◆ **Data for processing**
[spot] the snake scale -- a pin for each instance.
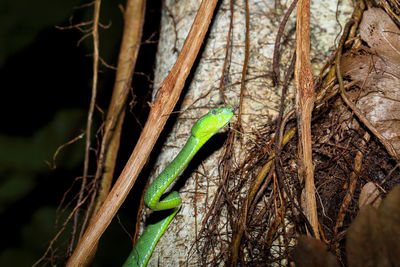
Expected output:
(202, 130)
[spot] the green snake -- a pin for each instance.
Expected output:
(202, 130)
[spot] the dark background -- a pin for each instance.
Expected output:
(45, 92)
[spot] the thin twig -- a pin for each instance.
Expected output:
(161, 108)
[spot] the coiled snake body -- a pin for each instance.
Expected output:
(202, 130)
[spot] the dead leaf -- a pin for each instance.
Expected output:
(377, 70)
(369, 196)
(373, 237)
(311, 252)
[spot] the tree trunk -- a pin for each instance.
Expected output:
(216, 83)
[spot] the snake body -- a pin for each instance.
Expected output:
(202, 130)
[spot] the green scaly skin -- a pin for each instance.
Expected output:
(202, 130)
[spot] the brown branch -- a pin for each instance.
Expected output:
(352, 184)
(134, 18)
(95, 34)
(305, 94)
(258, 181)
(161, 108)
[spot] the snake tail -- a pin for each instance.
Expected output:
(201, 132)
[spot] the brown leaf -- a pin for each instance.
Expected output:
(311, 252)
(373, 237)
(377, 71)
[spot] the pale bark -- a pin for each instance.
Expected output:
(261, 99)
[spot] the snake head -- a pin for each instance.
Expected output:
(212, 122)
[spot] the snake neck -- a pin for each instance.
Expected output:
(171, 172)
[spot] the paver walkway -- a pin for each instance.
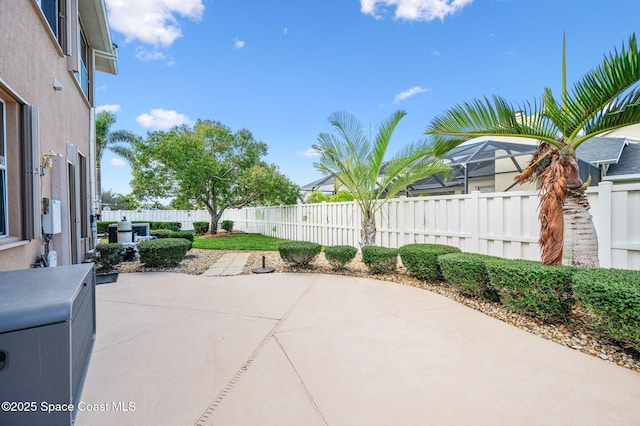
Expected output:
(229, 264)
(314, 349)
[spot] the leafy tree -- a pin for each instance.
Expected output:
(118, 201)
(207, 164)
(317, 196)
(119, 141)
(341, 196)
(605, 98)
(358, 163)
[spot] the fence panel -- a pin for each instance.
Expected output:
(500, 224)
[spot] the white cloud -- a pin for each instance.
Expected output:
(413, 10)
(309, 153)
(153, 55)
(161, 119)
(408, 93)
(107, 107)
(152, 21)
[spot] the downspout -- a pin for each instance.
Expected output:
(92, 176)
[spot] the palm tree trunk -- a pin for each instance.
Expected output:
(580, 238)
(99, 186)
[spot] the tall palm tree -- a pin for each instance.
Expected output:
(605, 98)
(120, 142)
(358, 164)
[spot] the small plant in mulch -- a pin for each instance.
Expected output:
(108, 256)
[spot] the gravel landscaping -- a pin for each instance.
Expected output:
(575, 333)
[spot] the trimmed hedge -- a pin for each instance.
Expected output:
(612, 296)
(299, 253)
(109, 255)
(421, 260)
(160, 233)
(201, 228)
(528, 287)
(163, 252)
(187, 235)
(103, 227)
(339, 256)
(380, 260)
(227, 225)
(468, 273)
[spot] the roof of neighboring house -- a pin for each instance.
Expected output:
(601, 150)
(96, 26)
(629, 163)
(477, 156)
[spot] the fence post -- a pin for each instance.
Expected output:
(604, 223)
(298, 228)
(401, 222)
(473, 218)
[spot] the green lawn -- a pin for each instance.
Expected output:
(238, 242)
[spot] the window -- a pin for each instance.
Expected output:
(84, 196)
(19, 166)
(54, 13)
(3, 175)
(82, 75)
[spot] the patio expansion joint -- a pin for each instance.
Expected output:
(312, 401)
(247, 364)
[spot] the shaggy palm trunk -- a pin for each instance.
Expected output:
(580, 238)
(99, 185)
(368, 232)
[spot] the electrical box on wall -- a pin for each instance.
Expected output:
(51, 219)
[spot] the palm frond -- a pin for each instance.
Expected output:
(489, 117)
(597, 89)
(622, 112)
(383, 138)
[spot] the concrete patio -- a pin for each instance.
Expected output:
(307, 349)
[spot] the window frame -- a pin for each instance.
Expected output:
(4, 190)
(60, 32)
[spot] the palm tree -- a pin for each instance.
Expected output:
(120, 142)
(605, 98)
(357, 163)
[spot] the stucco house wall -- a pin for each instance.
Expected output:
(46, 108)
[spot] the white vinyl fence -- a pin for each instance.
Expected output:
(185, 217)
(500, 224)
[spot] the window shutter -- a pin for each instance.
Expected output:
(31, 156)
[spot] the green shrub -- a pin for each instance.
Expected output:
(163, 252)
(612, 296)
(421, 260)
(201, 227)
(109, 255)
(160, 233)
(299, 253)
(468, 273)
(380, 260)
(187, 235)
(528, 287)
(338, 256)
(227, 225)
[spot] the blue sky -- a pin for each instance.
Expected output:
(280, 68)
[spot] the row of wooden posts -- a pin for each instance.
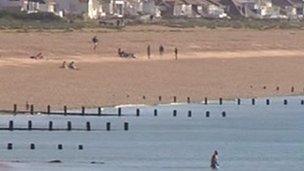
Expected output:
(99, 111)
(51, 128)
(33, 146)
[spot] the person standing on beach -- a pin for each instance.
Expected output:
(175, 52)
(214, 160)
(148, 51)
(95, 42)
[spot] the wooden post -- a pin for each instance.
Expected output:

◆ **Assigned task**
All the records above must be retyped exactly, except for their pictures.

◆ **Answer below**
[spot] the snake scale -- a pin for each instance.
Expected output:
(202, 130)
[spot] the green snake -- a pin for each instance.
Expected output:
(202, 130)
[spot] the dark background -- a pin for each instance.
Expected output:
(45, 92)
[spot] the thin twig -- a pin for each instance.
Expected output:
(161, 108)
[spot] the coiled snake body -- a pin for each instance.
Expected output:
(202, 130)
[spot] the dead leaf -- a pin for each instance.
Expected output:
(377, 70)
(369, 196)
(373, 237)
(311, 252)
[spot] the tree trunk -- a pin for each instance.
Expected output:
(216, 83)
[spot] the snake body -- a pin for each instance.
Expected output:
(202, 130)
[spot] the green scaly skin -- a pin for each instance.
Expected output:
(202, 130)
[spot] the brown branch -- a pin for each instance.
Expected output:
(352, 184)
(134, 18)
(95, 34)
(305, 94)
(258, 181)
(161, 108)
[spot] the snake tail -- a pin for each instance.
Expected output:
(201, 132)
[spot] the brown leaf -- a pin for each instance.
Expected output:
(311, 252)
(373, 237)
(377, 71)
[spot] the pale bark -- a pin for each instance.
Expected output:
(261, 99)
[spot] the snake head -- a pin for each instance.
Expected output:
(212, 122)
[spot] the snake neck -- a pin for each instance.
Expected output:
(171, 172)
[spot] the paver walkway -- a pin for each instance.
Expected output:
(229, 264)
(314, 349)
[spot] the leafy tree -- a pin for each instance.
Expected output:
(118, 201)
(207, 164)
(317, 196)
(119, 141)
(341, 196)
(605, 98)
(358, 163)
[spot] the fence panel -- a pin for each instance.
Expected output:
(500, 224)
[spot] the white cloud -- a pin for each instance.
Expected output:
(413, 10)
(309, 153)
(153, 55)
(161, 119)
(408, 93)
(107, 107)
(152, 21)
[spot] the downspout -- a pin for each instance.
Expected output:
(92, 176)
[spot] the palm tree trunk -- a pin for each instance.
Expected output:
(580, 238)
(99, 186)
[spot] the tall palm tree -- a pin for each instance.
Expected output:
(605, 98)
(120, 142)
(358, 164)
[spot] the small plant in mulch -- a pin for each instance.
Expected output:
(108, 256)
[spot] the gravel landscaping -- a pin for each instance.
Expected output:
(575, 333)
[spot] the trimmed hedge -- a pin for each instance.
Expected output:
(612, 296)
(299, 253)
(109, 255)
(421, 260)
(160, 233)
(201, 228)
(528, 287)
(163, 252)
(187, 235)
(103, 227)
(339, 256)
(380, 260)
(227, 225)
(468, 273)
[spot] the roof of neighboring house -- a pin for each instance.
Expected output:
(601, 150)
(96, 26)
(629, 163)
(477, 156)
[spot] the fence post -- a pin for each instance.
Expected output:
(604, 223)
(298, 228)
(401, 222)
(473, 218)
[spot] the green lawn -- a pin for each instance.
Expected output:
(238, 242)
[spot] the window -- a pin for each instance.
Expected output:
(84, 196)
(19, 166)
(54, 13)
(3, 175)
(82, 75)
[spot] the patio expansion joint -- a pin for each instance.
Expected output:
(312, 401)
(247, 364)
[spot] the shaggy palm trunk -- a pin for each instance.
Expected output:
(580, 238)
(99, 185)
(368, 232)
[spot] the electrical box on wall -- a pin for each instance.
Expected output:
(51, 219)
[spot] the palm frond -- a pin for each instance.
Expected output:
(489, 117)
(597, 89)
(622, 112)
(383, 138)
[spot] the concrete patio -- a pin for each instance.
Expected output:
(307, 349)
[spot] the window frame -- a pin for each instance.
Expected output:
(4, 190)
(60, 32)
[spot] the palm tree -- a pin for each instance.
Expected output:
(120, 142)
(605, 98)
(357, 163)
[spot] the stucco house wall -- a pin for each instance.
Expected output:
(46, 108)
[spot] the white vinyl fence -- a pin for each instance.
Expected output:
(185, 217)
(500, 224)
[spot] the window shutter -- a pin for each instance.
Expected output:
(31, 156)
[spot] the green shrub -- a pin for each instance.
Expected output:
(163, 252)
(612, 296)
(421, 260)
(201, 227)
(109, 255)
(160, 233)
(299, 253)
(468, 273)
(380, 260)
(187, 235)
(528, 287)
(338, 256)
(227, 225)
[spot] the blue sky -- a pin for each instance.
Expected output:
(280, 68)
[spot] the row of wooden posts -- a pin for each instance.
Expected output:
(99, 111)
(51, 128)
(33, 146)
[spot] the person standing on beach -- a pin for each instance.
Expected output:
(175, 52)
(214, 160)
(148, 51)
(95, 42)
[spot] the wooden post -- a pin for each instance.
Expected output:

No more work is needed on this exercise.